Extracted records:
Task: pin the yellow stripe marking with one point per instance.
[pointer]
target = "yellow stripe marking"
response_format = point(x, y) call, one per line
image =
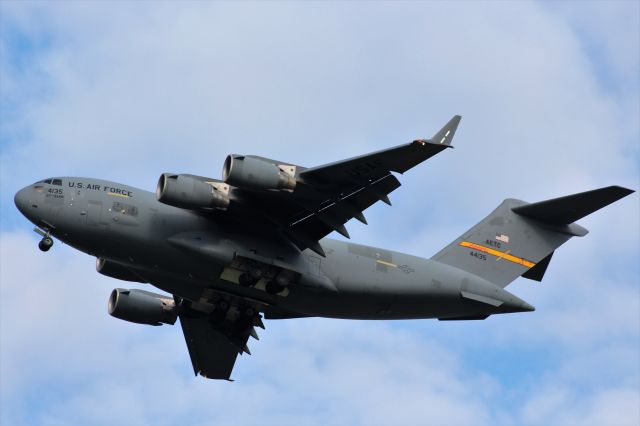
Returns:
point(499, 254)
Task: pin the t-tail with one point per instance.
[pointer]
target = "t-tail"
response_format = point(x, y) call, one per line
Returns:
point(519, 238)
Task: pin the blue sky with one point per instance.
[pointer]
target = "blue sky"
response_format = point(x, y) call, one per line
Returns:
point(550, 99)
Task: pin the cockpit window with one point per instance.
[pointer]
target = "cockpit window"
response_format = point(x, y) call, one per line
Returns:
point(51, 181)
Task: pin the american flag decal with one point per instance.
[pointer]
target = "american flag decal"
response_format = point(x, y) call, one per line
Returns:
point(503, 238)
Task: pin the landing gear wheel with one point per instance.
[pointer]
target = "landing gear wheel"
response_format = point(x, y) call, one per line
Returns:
point(273, 287)
point(245, 280)
point(45, 244)
point(222, 305)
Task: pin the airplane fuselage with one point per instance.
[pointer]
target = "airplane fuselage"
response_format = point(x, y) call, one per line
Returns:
point(185, 253)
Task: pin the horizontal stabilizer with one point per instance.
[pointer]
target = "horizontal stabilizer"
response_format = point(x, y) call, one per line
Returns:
point(566, 210)
point(537, 272)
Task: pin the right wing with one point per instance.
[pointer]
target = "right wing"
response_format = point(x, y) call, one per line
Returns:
point(328, 196)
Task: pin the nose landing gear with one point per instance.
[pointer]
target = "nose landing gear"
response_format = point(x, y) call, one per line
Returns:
point(46, 242)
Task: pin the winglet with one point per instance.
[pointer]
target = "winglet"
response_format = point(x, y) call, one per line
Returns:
point(445, 135)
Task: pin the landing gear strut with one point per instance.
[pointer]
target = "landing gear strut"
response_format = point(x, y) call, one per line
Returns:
point(46, 242)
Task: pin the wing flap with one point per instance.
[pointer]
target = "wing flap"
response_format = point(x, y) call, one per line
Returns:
point(212, 353)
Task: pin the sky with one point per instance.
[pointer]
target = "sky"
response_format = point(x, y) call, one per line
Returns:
point(124, 91)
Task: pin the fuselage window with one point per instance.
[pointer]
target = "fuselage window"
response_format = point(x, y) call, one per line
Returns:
point(126, 209)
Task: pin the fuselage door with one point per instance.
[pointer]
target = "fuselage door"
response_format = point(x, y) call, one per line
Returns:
point(94, 211)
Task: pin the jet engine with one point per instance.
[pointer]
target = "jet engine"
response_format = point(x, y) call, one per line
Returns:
point(142, 307)
point(117, 271)
point(247, 171)
point(192, 192)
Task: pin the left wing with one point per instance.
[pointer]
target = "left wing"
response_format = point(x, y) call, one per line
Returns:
point(328, 196)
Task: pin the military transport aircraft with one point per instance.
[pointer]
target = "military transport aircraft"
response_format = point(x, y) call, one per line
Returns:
point(231, 252)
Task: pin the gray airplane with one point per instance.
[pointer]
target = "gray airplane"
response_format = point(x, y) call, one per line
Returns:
point(231, 252)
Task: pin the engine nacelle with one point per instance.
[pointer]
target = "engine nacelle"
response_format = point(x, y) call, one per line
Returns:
point(117, 271)
point(192, 192)
point(246, 171)
point(142, 307)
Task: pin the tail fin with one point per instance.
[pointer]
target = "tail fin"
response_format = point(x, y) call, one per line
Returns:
point(518, 238)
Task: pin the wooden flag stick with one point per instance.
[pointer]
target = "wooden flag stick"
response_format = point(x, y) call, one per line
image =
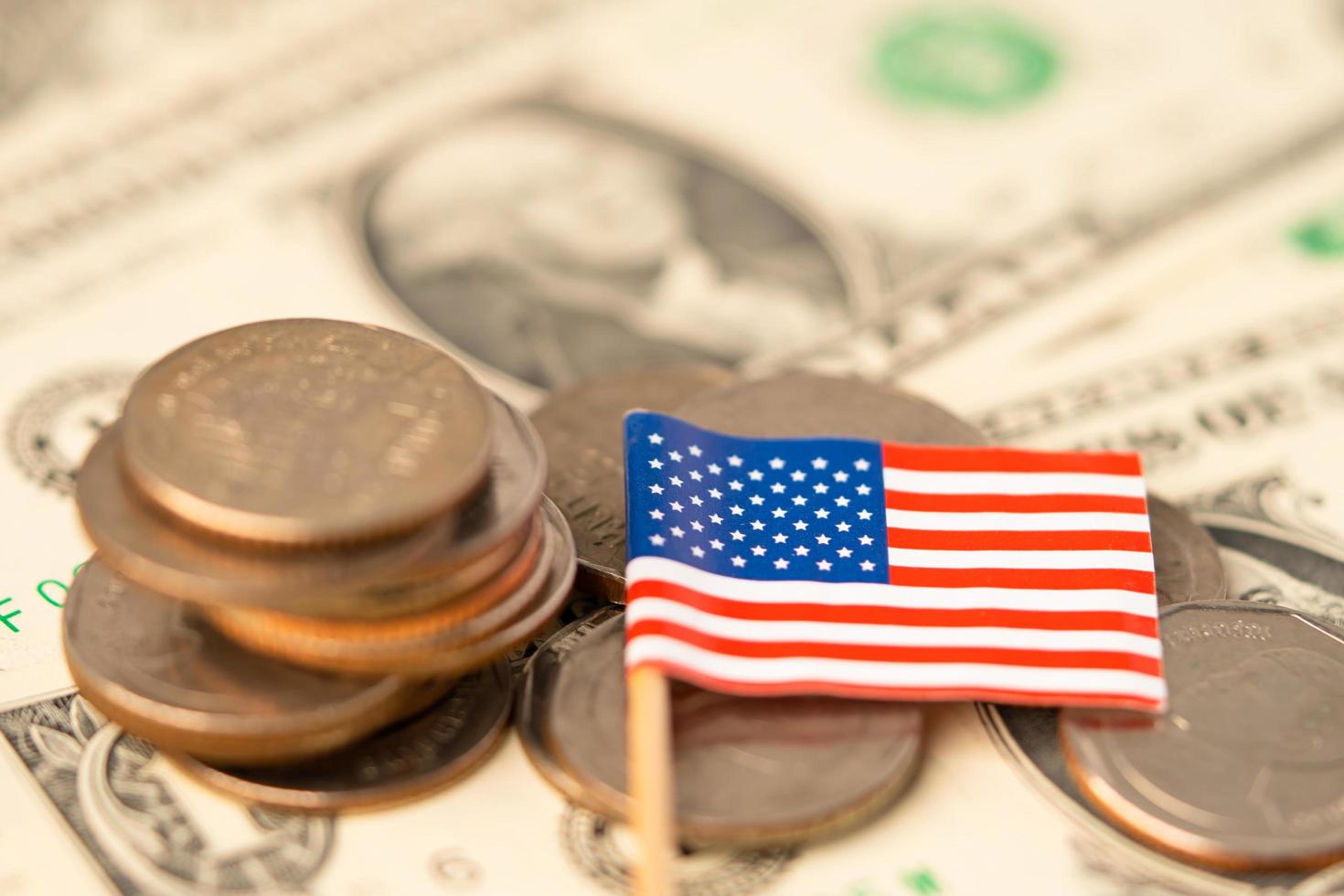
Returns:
point(649, 770)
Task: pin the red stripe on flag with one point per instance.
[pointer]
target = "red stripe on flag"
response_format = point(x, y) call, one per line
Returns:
point(1001, 460)
point(1043, 579)
point(877, 692)
point(1027, 540)
point(1035, 658)
point(987, 617)
point(1014, 503)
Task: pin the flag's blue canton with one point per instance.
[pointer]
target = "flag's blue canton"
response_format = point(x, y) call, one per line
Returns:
point(754, 508)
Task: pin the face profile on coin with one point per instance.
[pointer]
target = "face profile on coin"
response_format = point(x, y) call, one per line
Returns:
point(357, 581)
point(749, 770)
point(798, 404)
point(409, 758)
point(305, 432)
point(1186, 559)
point(1246, 769)
point(157, 667)
point(583, 432)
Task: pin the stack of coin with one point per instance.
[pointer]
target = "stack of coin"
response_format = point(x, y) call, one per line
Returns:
point(316, 543)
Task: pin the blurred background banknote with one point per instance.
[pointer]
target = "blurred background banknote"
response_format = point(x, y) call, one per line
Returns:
point(1081, 225)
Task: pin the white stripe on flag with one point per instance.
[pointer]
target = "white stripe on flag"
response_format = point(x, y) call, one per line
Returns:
point(883, 635)
point(918, 558)
point(895, 675)
point(880, 594)
point(977, 521)
point(943, 483)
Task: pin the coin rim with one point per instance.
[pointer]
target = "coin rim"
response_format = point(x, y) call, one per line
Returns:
point(545, 753)
point(242, 738)
point(600, 578)
point(363, 594)
point(219, 520)
point(400, 644)
point(325, 802)
point(1172, 840)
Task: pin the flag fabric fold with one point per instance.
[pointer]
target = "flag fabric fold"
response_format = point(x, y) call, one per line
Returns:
point(892, 571)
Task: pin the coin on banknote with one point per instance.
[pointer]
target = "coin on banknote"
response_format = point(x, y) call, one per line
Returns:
point(1246, 767)
point(302, 432)
point(749, 770)
point(380, 578)
point(582, 429)
point(1186, 559)
point(155, 667)
point(794, 404)
point(408, 759)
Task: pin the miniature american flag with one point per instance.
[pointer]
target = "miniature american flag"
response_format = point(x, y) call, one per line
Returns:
point(864, 569)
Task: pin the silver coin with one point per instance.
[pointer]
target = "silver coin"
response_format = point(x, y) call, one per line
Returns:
point(306, 432)
point(408, 759)
point(798, 404)
point(1186, 559)
point(1246, 767)
point(366, 579)
point(159, 669)
point(749, 770)
point(582, 429)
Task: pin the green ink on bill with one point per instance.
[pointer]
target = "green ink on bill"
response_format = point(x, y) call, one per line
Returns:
point(978, 60)
point(921, 881)
point(5, 617)
point(1321, 235)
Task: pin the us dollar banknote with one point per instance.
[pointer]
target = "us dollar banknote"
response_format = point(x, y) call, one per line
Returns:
point(1220, 363)
point(775, 182)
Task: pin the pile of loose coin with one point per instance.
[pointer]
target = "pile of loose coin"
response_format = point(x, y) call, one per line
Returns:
point(758, 772)
point(316, 543)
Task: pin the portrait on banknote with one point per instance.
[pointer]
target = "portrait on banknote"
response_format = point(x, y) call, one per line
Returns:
point(554, 245)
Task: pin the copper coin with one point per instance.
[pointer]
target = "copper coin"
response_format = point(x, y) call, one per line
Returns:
point(1186, 559)
point(362, 581)
point(414, 644)
point(156, 667)
point(582, 429)
point(749, 770)
point(306, 432)
point(795, 404)
point(1246, 767)
point(408, 759)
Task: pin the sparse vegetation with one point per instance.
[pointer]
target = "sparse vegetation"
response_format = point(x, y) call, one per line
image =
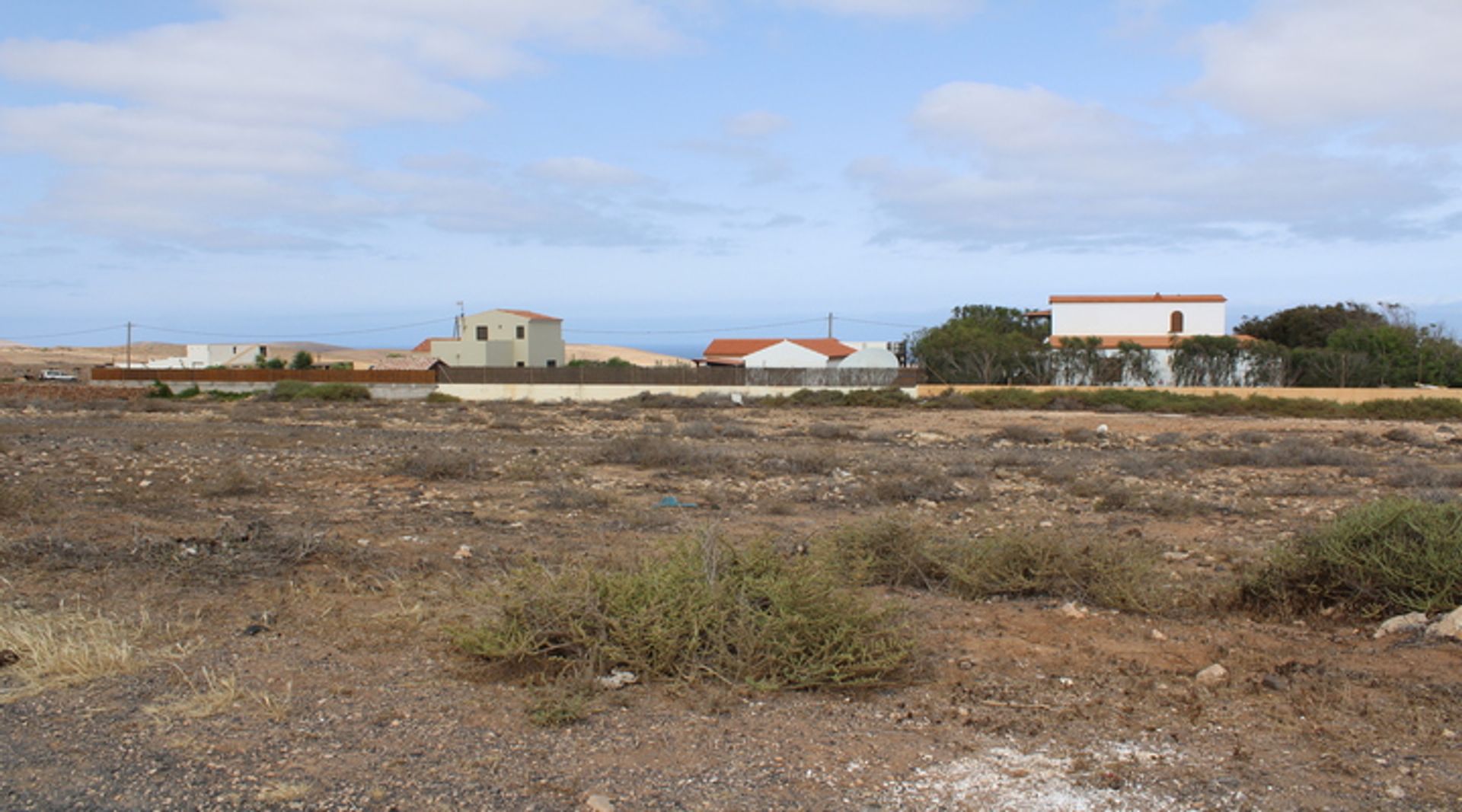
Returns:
point(745, 615)
point(1381, 559)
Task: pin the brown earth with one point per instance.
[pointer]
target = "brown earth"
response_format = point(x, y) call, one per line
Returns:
point(287, 576)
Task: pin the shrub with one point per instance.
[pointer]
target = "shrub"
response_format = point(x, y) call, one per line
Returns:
point(1379, 559)
point(1101, 572)
point(438, 463)
point(746, 615)
point(646, 451)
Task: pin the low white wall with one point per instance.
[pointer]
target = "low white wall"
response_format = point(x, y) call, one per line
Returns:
point(548, 393)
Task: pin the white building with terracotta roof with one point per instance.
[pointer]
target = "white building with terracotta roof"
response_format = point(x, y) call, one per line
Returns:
point(502, 338)
point(1154, 322)
point(796, 354)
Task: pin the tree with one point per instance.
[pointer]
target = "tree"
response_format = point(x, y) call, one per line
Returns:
point(1309, 324)
point(985, 345)
point(1206, 361)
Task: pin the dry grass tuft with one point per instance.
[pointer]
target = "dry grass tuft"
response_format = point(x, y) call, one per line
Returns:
point(60, 649)
point(211, 694)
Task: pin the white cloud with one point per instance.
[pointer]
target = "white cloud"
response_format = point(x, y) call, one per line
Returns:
point(1044, 170)
point(755, 125)
point(894, 8)
point(1339, 62)
point(584, 171)
point(211, 129)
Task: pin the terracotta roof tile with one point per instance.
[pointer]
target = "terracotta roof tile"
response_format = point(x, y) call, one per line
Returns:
point(1138, 298)
point(740, 348)
point(531, 316)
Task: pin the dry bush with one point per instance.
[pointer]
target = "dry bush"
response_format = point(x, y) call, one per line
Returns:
point(1081, 435)
point(439, 463)
point(1116, 573)
point(932, 486)
point(1376, 559)
point(59, 649)
point(563, 495)
point(230, 481)
point(646, 451)
point(800, 462)
point(212, 694)
point(24, 502)
point(1025, 435)
point(1403, 434)
point(832, 431)
point(746, 615)
point(1409, 473)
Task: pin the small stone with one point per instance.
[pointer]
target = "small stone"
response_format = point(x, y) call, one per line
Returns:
point(1212, 675)
point(1449, 626)
point(1074, 611)
point(618, 680)
point(1401, 624)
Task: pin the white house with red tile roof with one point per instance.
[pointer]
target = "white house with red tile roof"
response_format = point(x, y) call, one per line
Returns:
point(794, 354)
point(1152, 322)
point(502, 338)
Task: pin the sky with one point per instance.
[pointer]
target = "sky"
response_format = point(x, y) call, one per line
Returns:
point(659, 173)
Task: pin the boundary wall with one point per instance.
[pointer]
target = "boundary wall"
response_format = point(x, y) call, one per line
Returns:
point(1316, 393)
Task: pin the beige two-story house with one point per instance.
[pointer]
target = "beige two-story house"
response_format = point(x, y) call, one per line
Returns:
point(503, 338)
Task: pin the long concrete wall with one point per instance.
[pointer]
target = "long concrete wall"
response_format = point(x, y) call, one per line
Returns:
point(550, 393)
point(1338, 395)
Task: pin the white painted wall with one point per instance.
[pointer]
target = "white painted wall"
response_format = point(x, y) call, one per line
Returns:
point(786, 355)
point(870, 358)
point(1136, 319)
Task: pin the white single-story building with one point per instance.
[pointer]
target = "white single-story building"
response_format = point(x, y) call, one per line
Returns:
point(202, 357)
point(502, 338)
point(1152, 322)
point(799, 354)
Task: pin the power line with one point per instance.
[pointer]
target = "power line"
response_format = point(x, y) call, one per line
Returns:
point(292, 335)
point(63, 335)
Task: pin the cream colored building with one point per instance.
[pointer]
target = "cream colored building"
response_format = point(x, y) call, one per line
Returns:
point(503, 338)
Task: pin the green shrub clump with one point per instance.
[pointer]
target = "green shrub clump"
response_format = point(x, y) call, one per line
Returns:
point(1381, 559)
point(1101, 572)
point(746, 615)
point(295, 390)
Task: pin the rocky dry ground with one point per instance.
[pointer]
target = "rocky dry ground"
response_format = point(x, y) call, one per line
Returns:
point(259, 597)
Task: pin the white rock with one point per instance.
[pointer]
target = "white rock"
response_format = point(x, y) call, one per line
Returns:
point(1074, 611)
point(1401, 624)
point(1448, 626)
point(618, 680)
point(1212, 675)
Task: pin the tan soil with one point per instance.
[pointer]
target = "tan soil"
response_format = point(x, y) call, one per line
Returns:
point(356, 699)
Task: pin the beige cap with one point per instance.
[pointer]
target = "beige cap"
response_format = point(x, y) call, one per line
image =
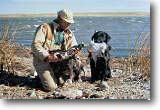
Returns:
point(66, 15)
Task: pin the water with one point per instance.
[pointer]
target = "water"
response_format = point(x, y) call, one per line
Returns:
point(123, 30)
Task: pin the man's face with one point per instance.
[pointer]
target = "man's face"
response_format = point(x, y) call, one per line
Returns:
point(63, 24)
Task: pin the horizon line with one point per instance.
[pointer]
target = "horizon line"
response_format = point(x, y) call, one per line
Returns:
point(134, 13)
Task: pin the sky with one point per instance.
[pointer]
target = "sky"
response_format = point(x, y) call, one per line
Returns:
point(52, 6)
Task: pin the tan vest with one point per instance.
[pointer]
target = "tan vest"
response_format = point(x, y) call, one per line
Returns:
point(50, 32)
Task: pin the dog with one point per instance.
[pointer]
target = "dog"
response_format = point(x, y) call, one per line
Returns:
point(70, 67)
point(99, 56)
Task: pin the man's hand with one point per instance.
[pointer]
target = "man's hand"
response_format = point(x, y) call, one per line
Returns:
point(76, 51)
point(52, 58)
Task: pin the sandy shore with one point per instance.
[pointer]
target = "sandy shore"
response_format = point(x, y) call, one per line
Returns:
point(78, 14)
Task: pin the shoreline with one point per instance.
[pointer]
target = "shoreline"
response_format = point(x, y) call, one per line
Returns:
point(99, 14)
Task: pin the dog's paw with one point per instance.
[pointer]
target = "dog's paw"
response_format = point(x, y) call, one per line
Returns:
point(79, 80)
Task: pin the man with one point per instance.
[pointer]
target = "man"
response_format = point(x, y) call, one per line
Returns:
point(52, 36)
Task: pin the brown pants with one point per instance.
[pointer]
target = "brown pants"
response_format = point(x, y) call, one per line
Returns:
point(46, 74)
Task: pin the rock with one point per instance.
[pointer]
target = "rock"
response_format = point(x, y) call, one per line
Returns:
point(32, 93)
point(99, 96)
point(104, 85)
point(72, 94)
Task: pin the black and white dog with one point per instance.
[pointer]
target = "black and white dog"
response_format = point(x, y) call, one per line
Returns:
point(99, 56)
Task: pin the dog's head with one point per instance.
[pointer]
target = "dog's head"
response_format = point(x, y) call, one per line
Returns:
point(100, 37)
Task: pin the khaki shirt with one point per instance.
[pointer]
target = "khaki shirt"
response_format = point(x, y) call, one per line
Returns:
point(42, 44)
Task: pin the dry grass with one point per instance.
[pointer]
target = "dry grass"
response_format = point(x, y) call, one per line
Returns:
point(7, 48)
point(138, 61)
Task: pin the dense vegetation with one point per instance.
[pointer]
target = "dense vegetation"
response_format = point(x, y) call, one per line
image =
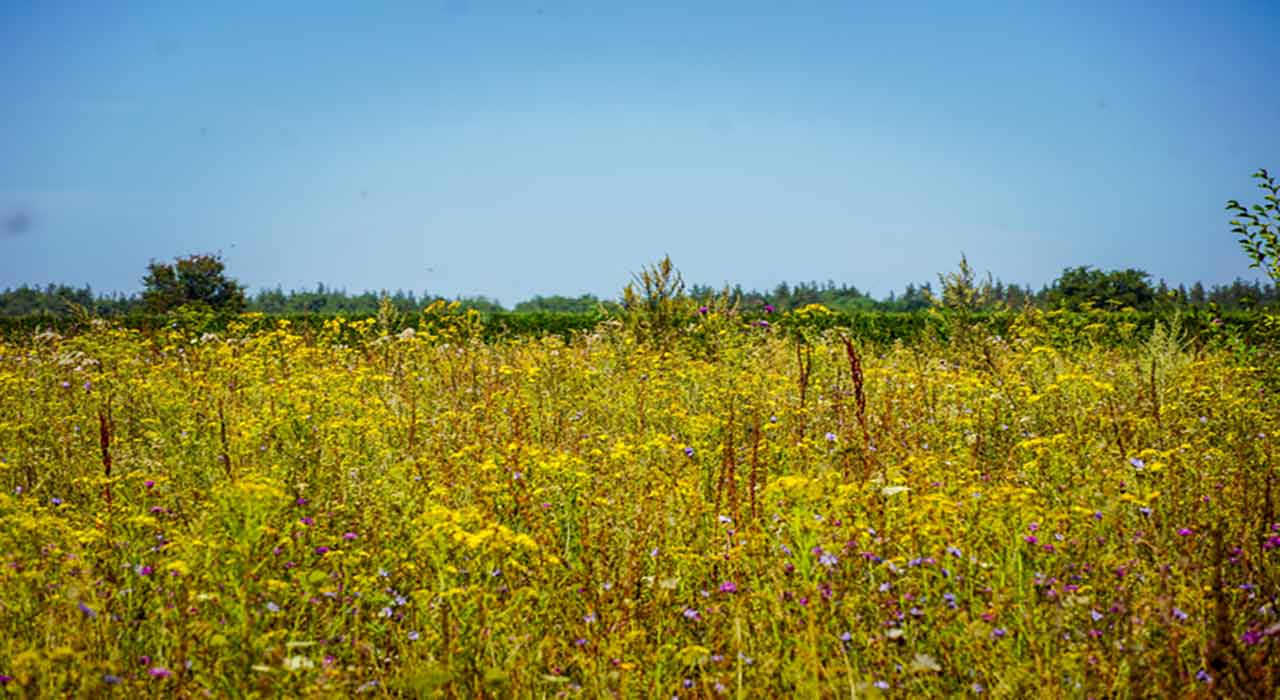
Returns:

Written instruction: Quote, word for word and nothing more, every line from the line with "Task: pin the man with" to the end of the entries, including both ends; skip any pictures.

Response to the exercise:
Task: pin the man with one point per instance.
[pointer]
target = "man"
response_format = point(x, y) call, one per line
Returns:
point(52, 36)
Task: pin the brown pants with one point per instance.
[pointer]
target = "brown pants"
response_format = point(x, y) call, one per line
Returns:
point(46, 74)
Task: pin the rock with one point per instance.
[pointer]
target = "rock"
response_format = point(x, y) call, one per line
Returns:
point(32, 93)
point(99, 96)
point(104, 85)
point(72, 94)
Task: pin the black and white dog with one point per instance.
[pointer]
target = "black and white dog"
response_format = point(x, y) call, one per line
Returns:
point(99, 56)
Task: pin the dog's head with one point per instance.
[pointer]
target = "dog's head"
response_format = point(x, y) call, one per line
Returns:
point(100, 37)
Task: pin the khaki shirt with one point per instance.
[pointer]
target = "khaki shirt"
response_format = point(x, y) call, one per line
Returns:
point(42, 44)
Task: pin the dry grass with one point per instance.
[pointer]
target = "dry grass"
response_format = point(x, y) call, one per line
Returns:
point(7, 48)
point(138, 61)
Task: pin the dense vegetation with one point per instance.
[pointer]
target = "dense vegetation"
response_format = point(x, y) call, one per line
image =
Returns:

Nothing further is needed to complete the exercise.